Extracted text:
My job for years has been to train people to use their five senses in order to analyze their perceptions when tasting a food product or a beverage, including wine! That's what sensory scientists do!
These trainees (or panelists in our jargon) did not have exceptional sensory skills, they mostly had an interest in wine and the desire to learn how to perceive better all the flavors that create the complexity of an enjoyable wine. Let me share this experience with you.
Wine is made of 70% to 90% of water, 10 to 20% of alcohol, and the rest is made of various nutrients and compounds imparting color, aroma, taste and body. The main senses involved in wine tasting are vision, olfaction, gustation and perceptions through the trigeminal nerve that conveys sensations of heat/cold and pain.
What about audition? This sense is quite important in the experience of drinking wine, not so much its analytical tasting. The sound of a popping cork or the fizz of a sparkling wine are always pleasing to the ear.
This is basically a chain reaction:
1- A sensation is created by a stimulus (a color, an aroma, a taste, the sun light) and is received by specific receptors located in specialized organ structures (e.g. eye receptors).
2- Sensory receptors are cells translating the stimulus into an electric signal (Transduction) and is conducted to specific regions in the brain.
3- The signal is decoded by structures in the brain (Processing) and may remain unnoticed by the taster if the stimulation is not strong enough. It is then part of the environmental noise. If the decoded signal is noticed then the taster compares subconsciously the perception with the ones encoded in his/her memory to be able to react to the stimulation.
These events happen quickly, fast enough so that you can react quickly; for example, if you placed your hand accidentally on a hot plate, you remove it quickly (Action) and don't get burned!
Human senses are grouped into two categories: the physical senses and the chemical senses.
The sense of touch is indeed involved. Wine can certainly be felt in the mouth, although you don't touch it with your fingers.
All the physical sensations in the mouth along with the sensations of pain, heat, or cold are referred to as mouthfeel; a wine can feel heavy or syrupy, fizzy or astringent.
In food these sensations are described as texture, such as crispy or soft.

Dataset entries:
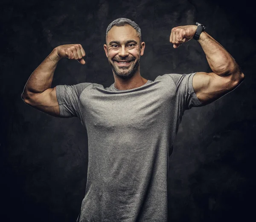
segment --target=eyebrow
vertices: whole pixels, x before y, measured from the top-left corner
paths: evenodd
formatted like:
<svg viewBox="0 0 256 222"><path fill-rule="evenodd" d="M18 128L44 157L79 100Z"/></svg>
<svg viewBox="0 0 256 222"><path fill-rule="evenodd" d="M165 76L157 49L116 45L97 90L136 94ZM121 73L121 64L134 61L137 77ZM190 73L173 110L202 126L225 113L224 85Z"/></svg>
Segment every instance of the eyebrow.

Assignment:
Answer these questions using the wine-tasting text.
1. What percentage of wine is water?
2. What name is given to the step where sensory receptors translate a stimulus into an electric signal?
3. What term covers all the physical sensations in the mouth along with pain, heat, or cold?

Written solution:
1. 70% to 90%
2. Transduction
3. Mouthfeel